### TASK LIST
1/ Decide whether each statement agrees with the histogram thread, answering yes or no and quoting the deciding words: (a) The writer says barplot() offers the option "horiz=TRUE". (b) The writer reports success in overlaying a density on the barplots. (c) The forum answers the writer found date back to 2010 or even later.
2/ According to the histogram thread, where is the density centered in the vertical plot?
3/ Write out everything in the histogram thread from "Has anyone found" down to "is messed up.", renaming "horizontal plot" as "rotated plot".

Rotate histogram in R or overlay a density in a barplot - r

I would like to rotate a histogram in R, plotted by hist(). The question is not new, and in several forums I have found that it is not possible. However, all these answers date back to 2010 or even later.
Has anyone found a solution meanwhile?
One way to get around the problem is to plot the histogram via barplot() that offers the option "horiz=TRUE". The plot works fine but I fail to overlay a density in the barplots. The problem probably lies in the x-axis since in the vertical plot, the density is centered in the first bin, while in the horizontal plot the density curve is messed up.
Any help is very much appreciated!

### MATERIAL PROVIDED
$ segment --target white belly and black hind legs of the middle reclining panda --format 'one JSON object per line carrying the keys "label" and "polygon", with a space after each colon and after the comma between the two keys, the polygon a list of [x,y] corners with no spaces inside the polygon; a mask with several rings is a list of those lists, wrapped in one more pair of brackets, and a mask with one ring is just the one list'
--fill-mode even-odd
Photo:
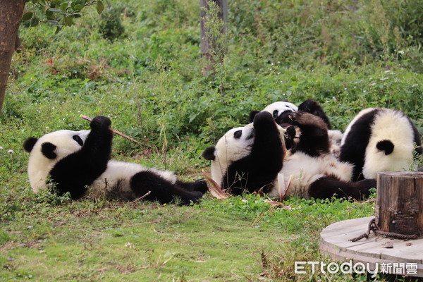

### RESPONSES FOR EACH TASK
1/
(a) Yes: "plot the histogram via barplot() that offers the option "horiz=TRUE""
(b) No: "I fail to overlay a density in the barplots"
(c) Yes: "all these answers date back to 2010 or even later"

2/ In the first bin.

3/
Has anyone found a solution meanwhile?
One way to get around the problem is to plot the histogram via barplot() that offers the option "horiz=TRUE". The plot works fine but I fail to overlay a density in the barplots. The problem probably lies in the x-axis since in the vertical plot, the density is centered in the first bin, while in the rotated plot the density curve is messed up.